▶ _PROBLEM TO SOLVE_
Please rewrite the records between the lines holding "Please, if you would, locate the mussel" and "[[0, 0, 450, 108]]", inclusive, renaming "coordinates" to "position" and leaving everything else unchanged.

** start of MATERIAL PROVIDED **

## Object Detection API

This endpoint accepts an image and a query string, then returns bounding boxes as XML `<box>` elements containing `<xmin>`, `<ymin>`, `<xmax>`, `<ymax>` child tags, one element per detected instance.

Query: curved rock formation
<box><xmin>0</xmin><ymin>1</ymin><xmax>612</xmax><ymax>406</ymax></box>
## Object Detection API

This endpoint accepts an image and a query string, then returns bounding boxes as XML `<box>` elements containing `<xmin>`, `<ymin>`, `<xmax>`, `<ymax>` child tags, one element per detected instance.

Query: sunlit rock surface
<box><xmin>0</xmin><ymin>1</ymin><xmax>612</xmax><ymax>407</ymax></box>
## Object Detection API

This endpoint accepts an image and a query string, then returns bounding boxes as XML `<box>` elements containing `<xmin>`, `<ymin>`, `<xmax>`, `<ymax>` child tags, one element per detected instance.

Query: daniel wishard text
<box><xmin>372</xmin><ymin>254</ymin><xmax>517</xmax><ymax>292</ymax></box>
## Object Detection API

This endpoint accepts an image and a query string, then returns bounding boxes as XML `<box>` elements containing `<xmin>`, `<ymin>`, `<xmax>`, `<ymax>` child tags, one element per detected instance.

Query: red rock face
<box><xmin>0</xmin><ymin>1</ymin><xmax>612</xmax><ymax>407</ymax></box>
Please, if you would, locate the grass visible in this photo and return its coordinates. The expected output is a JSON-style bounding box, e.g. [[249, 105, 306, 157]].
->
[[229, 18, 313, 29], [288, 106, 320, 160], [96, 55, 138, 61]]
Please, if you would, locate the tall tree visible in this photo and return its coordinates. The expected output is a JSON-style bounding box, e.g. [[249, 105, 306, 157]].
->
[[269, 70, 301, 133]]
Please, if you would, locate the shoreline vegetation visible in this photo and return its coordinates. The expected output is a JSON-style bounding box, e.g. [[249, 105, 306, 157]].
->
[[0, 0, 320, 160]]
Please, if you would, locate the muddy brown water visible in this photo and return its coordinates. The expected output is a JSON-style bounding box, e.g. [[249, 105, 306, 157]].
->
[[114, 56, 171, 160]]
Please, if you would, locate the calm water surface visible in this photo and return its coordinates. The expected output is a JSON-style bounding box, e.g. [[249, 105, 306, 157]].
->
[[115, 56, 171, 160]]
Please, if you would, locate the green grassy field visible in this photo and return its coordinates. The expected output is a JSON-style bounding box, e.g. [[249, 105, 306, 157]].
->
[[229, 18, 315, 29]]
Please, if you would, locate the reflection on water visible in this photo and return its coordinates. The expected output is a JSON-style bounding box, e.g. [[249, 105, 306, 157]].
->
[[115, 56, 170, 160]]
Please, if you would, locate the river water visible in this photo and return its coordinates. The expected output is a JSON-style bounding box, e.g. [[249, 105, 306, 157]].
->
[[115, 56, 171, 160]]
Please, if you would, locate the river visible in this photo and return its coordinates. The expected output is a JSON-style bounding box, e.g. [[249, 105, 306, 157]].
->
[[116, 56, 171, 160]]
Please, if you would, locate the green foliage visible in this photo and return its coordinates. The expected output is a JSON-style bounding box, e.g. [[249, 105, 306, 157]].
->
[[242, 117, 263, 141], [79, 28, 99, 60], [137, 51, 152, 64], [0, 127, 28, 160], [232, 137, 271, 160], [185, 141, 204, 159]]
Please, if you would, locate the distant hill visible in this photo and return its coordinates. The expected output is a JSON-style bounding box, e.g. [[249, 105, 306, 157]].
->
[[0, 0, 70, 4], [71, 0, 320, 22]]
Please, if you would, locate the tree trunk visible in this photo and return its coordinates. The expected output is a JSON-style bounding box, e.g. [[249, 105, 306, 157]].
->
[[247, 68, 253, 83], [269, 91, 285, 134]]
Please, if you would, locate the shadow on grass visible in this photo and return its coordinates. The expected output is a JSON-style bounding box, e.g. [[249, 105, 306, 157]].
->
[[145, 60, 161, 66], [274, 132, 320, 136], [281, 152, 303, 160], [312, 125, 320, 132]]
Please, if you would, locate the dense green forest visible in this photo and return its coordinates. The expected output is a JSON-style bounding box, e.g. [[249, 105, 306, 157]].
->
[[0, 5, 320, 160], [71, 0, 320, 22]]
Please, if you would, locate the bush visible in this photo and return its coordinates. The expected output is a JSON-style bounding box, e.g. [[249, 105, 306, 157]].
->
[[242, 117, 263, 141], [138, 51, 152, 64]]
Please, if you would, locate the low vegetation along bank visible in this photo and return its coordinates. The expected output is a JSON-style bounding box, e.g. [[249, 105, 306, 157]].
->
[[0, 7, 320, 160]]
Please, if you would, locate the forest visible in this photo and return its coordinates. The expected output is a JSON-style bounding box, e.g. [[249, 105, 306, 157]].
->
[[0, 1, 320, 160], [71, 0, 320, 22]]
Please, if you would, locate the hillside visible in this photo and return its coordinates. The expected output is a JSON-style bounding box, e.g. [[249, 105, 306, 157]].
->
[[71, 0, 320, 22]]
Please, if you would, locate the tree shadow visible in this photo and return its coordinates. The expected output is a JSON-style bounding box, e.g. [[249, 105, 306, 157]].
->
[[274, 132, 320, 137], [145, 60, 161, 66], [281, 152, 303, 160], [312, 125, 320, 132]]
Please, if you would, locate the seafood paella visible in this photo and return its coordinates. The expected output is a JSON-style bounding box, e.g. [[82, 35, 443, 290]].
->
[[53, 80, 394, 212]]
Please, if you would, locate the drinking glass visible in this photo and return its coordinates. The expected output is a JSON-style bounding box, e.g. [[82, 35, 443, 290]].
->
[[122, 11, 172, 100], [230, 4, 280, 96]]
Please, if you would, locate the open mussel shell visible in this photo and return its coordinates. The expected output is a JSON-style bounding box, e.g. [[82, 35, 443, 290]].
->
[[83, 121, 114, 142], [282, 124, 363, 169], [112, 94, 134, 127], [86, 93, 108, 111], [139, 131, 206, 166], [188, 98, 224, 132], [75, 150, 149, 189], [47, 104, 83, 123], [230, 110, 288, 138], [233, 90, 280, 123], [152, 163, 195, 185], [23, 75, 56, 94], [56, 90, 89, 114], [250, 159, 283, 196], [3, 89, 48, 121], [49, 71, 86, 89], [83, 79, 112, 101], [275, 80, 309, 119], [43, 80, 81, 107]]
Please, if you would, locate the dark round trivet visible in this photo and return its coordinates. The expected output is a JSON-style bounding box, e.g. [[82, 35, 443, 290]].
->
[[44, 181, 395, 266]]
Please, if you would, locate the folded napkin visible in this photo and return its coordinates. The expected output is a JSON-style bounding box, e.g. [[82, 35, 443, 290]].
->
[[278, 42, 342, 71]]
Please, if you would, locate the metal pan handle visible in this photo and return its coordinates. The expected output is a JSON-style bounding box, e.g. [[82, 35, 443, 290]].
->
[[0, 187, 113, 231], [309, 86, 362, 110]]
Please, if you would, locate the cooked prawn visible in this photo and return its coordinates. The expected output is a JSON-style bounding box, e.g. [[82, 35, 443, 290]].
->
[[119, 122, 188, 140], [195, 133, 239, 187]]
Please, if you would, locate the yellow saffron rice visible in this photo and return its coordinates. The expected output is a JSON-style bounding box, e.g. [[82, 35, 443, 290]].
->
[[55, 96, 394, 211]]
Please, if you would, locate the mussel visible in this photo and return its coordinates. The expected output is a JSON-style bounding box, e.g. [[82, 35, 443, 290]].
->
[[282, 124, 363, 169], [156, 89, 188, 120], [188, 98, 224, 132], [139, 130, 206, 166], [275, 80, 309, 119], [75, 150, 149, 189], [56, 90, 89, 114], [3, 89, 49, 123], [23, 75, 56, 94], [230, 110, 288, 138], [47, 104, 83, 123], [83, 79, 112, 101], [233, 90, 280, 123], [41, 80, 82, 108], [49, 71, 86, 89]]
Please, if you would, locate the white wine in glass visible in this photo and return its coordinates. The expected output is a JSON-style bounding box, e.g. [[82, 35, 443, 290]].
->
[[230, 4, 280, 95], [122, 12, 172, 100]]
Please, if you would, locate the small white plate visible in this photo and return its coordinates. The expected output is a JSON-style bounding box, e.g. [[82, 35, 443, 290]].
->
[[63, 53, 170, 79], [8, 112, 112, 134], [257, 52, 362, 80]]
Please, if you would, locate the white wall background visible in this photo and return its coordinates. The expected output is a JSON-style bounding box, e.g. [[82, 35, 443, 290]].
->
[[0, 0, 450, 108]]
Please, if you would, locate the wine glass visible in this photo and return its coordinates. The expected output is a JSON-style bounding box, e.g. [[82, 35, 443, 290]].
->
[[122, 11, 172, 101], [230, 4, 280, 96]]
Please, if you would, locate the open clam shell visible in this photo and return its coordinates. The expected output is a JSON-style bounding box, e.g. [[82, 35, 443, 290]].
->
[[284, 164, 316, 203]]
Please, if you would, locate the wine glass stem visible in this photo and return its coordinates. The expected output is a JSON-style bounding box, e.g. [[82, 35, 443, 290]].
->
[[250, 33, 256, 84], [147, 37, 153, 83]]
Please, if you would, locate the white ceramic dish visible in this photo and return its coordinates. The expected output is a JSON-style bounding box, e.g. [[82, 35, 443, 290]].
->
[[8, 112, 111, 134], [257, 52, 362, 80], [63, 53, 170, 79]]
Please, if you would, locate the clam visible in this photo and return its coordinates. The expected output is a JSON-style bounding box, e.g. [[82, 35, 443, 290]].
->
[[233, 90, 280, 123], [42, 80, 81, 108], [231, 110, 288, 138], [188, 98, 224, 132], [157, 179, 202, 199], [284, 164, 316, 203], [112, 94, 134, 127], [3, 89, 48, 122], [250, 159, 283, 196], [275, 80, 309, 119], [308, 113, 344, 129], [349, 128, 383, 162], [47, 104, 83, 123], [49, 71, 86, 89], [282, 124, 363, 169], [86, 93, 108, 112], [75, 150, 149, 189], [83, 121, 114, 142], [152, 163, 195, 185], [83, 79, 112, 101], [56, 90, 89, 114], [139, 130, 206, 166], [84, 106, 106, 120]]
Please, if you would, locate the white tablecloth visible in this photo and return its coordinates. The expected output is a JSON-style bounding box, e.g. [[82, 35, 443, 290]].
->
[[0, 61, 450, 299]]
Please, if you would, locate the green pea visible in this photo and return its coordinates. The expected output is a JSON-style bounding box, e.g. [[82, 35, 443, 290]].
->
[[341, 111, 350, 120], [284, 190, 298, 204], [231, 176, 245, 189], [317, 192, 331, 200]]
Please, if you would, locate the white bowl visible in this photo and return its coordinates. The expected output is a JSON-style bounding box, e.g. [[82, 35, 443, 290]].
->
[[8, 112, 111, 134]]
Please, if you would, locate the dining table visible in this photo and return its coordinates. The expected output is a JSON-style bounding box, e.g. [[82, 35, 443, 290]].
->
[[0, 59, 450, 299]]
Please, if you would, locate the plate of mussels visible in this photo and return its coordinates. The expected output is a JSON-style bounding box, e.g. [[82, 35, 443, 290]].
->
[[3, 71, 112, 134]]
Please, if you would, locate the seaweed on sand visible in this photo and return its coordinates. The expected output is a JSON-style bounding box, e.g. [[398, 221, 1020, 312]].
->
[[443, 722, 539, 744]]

** end of MATERIAL PROVIDED **

▶ _SOLVED EXERCISE_
Please, if you would, locate the mussel visible in this photo and return its position. The expected output is a JSON-style bounding box, e.g. [[82, 35, 443, 290]].
->
[[282, 124, 363, 169], [156, 89, 188, 120], [188, 98, 224, 132], [139, 130, 206, 166], [275, 80, 309, 119], [75, 150, 149, 189], [56, 90, 89, 114], [3, 89, 49, 123], [23, 75, 56, 94], [230, 110, 288, 138], [47, 104, 83, 123], [83, 79, 112, 101], [233, 90, 280, 123], [41, 80, 82, 108], [49, 71, 86, 89]]
Please, if you would, locate the white wine in glass visible in this photo and return its position. The expected output is a JSON-style bounding box, e.g. [[82, 35, 443, 290]].
->
[[230, 4, 280, 95], [122, 12, 172, 100]]
Please, if you would, locate the small white plate visible in this photo and return its position. The expected output is a JSON-style bounding box, e.g. [[82, 35, 443, 290]].
->
[[63, 53, 170, 79], [8, 112, 112, 134], [257, 52, 362, 80]]
Please, if you would, locate the white wall background visible in this photo and return its position. The expected output is a JSON-style bounding box, e.g. [[82, 35, 443, 290]].
->
[[0, 0, 450, 108]]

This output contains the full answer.